━━━ Aangeleverde gegevens

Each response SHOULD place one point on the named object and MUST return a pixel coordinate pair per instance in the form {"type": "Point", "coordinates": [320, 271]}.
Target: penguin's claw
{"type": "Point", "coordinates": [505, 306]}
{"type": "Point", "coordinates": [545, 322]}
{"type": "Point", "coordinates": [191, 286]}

━━━━━━
━━━ Aangeleverde gegevens

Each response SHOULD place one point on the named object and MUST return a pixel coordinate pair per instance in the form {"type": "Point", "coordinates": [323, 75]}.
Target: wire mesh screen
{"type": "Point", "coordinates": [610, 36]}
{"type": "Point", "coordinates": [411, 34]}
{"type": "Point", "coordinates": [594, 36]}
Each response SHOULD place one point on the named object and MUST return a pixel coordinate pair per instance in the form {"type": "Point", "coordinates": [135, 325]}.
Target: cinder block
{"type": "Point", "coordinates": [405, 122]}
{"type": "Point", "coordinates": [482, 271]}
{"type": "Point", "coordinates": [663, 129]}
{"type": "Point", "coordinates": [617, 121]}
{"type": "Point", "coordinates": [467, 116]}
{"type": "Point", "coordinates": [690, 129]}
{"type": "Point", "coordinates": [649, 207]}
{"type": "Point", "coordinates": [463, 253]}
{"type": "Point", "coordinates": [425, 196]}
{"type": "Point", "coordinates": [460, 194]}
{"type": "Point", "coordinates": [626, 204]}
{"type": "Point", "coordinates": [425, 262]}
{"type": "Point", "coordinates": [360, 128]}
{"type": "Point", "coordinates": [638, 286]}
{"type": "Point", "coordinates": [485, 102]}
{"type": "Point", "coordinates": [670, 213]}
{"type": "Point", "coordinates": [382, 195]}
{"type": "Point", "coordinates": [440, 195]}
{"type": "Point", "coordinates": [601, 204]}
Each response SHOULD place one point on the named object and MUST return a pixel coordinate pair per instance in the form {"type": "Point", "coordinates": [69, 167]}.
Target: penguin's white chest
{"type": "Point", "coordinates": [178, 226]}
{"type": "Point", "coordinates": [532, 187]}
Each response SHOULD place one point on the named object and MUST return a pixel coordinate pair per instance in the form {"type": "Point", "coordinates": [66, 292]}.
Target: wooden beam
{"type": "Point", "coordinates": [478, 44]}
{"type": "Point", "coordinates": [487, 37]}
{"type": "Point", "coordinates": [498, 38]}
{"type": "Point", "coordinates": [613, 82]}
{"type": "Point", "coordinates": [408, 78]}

━━━━━━

Toon elke regel uit het materiaal waarin het woord "Target" voorkomt.

Target: penguin's claw
Target: wire mesh screen
Target: cinder block
Target: penguin's white chest
Target: wooden beam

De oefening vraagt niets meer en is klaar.